*DATA SHOWN*
Content starts

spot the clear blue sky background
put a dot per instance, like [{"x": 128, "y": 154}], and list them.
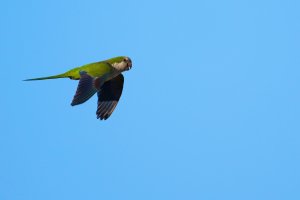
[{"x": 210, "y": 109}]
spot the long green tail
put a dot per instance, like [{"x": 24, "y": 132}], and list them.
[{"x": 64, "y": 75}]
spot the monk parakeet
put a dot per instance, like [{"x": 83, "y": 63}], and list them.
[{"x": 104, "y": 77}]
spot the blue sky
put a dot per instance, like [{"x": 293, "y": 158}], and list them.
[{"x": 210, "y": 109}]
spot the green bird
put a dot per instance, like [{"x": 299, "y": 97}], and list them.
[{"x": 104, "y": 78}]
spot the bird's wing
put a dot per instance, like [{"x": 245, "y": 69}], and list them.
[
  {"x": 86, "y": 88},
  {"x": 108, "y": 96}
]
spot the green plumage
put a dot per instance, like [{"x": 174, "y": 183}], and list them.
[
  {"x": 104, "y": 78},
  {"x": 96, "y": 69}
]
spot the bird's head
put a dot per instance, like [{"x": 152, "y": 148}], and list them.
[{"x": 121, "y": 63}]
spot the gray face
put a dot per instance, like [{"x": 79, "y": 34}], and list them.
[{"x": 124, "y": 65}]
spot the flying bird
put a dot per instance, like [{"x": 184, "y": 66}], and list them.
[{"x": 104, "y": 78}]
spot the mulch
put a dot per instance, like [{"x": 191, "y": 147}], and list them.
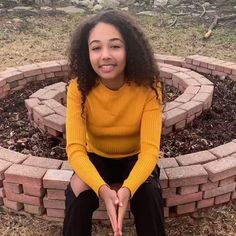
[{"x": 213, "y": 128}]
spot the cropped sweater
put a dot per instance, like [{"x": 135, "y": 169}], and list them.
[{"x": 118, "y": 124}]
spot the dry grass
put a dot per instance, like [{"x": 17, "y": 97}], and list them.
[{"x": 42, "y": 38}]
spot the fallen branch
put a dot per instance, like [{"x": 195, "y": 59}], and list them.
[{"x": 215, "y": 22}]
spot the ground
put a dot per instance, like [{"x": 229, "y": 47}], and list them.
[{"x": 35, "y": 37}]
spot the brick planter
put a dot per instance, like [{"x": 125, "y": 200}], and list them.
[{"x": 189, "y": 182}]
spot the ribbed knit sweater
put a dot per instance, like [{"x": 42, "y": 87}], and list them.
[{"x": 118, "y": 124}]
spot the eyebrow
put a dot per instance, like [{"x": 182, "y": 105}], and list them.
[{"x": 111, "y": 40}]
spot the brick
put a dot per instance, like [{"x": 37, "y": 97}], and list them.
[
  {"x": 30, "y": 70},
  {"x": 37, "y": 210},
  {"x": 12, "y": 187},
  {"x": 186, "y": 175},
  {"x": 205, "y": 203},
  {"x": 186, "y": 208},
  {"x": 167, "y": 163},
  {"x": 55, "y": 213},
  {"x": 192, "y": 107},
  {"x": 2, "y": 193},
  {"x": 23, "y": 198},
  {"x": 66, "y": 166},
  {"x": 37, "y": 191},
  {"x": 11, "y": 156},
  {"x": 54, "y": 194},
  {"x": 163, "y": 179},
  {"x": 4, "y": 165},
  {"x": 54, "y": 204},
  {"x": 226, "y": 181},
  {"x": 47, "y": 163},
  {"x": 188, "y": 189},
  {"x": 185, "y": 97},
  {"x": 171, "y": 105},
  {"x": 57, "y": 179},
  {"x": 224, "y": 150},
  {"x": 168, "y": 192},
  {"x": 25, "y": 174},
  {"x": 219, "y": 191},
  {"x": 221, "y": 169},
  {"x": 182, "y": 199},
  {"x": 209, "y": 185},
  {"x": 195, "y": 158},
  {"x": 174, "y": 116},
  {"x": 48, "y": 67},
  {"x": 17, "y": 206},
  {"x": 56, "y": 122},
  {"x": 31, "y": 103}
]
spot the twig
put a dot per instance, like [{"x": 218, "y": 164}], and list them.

Content ends
Content starts

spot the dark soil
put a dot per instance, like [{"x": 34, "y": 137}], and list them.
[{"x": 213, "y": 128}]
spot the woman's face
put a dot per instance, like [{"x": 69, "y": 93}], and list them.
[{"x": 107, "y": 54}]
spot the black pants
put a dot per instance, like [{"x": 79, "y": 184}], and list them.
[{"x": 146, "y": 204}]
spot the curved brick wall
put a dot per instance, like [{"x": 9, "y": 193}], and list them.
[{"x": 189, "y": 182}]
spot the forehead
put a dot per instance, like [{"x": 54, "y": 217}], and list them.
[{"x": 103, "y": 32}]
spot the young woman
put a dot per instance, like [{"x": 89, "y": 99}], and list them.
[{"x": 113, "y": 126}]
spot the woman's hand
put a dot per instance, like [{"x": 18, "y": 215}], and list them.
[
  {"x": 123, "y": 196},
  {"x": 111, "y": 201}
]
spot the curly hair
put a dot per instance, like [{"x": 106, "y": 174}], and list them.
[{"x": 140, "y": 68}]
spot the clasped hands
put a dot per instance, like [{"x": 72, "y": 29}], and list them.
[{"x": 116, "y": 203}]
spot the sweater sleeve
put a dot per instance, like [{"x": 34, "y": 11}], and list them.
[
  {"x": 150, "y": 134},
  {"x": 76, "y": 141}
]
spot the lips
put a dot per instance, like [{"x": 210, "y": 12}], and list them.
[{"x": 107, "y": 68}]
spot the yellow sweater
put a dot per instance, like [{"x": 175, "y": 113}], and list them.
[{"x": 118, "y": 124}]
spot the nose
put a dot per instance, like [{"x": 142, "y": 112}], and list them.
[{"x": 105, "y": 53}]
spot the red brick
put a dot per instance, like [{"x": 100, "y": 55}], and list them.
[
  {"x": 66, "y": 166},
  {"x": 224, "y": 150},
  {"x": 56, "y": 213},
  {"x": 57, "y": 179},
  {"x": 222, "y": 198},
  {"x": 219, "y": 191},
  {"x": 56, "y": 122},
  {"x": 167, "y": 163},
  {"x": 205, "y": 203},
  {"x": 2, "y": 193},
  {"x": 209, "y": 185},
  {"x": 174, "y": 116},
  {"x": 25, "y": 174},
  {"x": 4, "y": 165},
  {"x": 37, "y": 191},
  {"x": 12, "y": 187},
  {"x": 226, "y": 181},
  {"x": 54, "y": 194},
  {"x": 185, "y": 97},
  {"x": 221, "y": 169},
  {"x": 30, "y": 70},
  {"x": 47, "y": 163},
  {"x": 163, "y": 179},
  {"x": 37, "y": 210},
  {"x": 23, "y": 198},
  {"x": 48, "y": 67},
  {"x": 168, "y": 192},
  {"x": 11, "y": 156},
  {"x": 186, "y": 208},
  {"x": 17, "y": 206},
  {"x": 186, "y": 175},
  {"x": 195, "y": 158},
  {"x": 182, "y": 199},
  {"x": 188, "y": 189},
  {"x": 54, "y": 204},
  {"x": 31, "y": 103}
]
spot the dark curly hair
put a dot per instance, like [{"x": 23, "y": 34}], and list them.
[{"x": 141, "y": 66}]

Content ends
Content starts

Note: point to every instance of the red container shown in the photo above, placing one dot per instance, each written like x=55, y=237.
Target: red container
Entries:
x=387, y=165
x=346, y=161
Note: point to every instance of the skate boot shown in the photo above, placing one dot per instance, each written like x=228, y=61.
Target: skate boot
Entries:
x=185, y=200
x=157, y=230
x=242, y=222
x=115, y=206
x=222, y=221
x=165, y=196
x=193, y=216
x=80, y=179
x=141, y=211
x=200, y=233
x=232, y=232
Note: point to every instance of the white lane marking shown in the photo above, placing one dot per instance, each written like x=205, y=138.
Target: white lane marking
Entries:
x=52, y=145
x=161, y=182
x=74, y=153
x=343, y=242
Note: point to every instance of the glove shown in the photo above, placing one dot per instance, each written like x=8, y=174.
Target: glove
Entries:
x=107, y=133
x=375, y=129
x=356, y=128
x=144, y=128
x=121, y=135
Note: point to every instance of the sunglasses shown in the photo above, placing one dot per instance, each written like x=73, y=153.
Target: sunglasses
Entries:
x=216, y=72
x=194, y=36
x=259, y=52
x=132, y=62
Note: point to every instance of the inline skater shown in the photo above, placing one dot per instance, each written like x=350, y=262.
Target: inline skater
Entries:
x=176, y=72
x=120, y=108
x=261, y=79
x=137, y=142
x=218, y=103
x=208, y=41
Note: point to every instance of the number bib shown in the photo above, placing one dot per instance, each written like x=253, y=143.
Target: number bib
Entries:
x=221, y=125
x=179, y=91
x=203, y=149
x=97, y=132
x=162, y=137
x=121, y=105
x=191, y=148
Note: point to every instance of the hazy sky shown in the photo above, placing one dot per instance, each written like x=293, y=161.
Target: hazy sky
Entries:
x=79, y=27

Content ends

*WORK REQUIRED*
Copy out each line of the records that holds the string "number".

*RESULT BELOW*
Note: point to every instance of the number bib shown in the photo above, placing one dot per instance, each written like x=253, y=143.
Target: number bib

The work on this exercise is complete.